§ **Exercise input**
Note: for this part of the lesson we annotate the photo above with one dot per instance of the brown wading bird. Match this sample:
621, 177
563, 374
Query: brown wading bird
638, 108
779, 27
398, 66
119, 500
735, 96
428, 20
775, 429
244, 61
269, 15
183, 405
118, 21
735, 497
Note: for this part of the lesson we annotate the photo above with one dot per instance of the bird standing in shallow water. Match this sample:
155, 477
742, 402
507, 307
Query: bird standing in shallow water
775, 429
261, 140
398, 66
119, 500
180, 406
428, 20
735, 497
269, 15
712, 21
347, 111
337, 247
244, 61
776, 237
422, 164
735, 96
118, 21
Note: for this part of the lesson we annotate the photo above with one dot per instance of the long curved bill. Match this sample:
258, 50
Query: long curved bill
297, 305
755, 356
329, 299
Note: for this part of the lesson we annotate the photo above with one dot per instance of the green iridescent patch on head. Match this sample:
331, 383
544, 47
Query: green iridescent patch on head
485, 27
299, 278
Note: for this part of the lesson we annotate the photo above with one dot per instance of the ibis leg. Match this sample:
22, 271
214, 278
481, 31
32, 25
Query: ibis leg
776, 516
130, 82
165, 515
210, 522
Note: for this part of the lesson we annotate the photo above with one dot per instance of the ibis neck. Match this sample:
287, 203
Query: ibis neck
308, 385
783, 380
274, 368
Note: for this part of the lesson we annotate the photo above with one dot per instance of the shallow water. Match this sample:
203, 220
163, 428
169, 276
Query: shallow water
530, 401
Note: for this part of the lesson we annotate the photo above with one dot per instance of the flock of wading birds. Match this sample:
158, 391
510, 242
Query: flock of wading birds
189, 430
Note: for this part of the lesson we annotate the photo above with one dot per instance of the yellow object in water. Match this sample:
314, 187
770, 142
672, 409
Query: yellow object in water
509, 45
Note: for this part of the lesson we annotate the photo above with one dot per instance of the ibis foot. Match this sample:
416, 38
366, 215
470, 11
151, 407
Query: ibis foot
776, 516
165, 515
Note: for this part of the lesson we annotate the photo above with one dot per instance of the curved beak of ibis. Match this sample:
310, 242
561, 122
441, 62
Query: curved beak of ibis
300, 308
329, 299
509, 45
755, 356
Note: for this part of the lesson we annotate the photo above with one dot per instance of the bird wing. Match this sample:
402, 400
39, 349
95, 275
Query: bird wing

§ **Task to carry out**
Rewrite the part of the listing that opens with the line containing "the ibis leg." and runs through the end of the listing, replacing "ibis" with "heron" and changing nothing else.

§ **Solved problem**
Note: for this part of the lesson we annotate the photo above with one dot per instance of the heron leg. Match this sample:
22, 271
214, 278
481, 31
32, 25
Query: heron leg
776, 516
130, 82
165, 515
210, 522
Note: for this part of the lesson we annotate the photo above with one dot per instance of the heron neck. Match this sample:
287, 203
Query: heron neck
308, 385
783, 380
274, 368
Note: for this part of the lesson we annotate the photo above with one dot per instance of the shallow water. Match this sample:
203, 220
163, 428
169, 276
Query: shallow water
530, 401
Note: for this part of the lesson we annotate the photo above with one dot per instance of the flock of wading birds. Match this sample:
158, 391
510, 242
Query: flock of wading birds
189, 430
Note: for this part of the lesson we annotate the photo above with one dot per instance of the yellow object in water. Match this sample:
314, 187
770, 142
672, 409
Query: yellow object in water
509, 45
Note: for this part of the lesson we annotate the photo above with one dot per instance of the heron foot. Match this sample:
416, 38
366, 215
470, 11
151, 407
Query: heron foot
776, 516
165, 515
Note: for this part of the lesson we annotate the photo above with one dot per instance of the curved beak of heron. Match this sample:
310, 242
561, 122
441, 62
Query: curved beak of heron
300, 308
329, 299
509, 45
755, 356
Note: for this part of the lesson we annotate the photo above with one dot per instance of the bird wing. Match this sample:
402, 400
39, 349
95, 275
Query: bird wing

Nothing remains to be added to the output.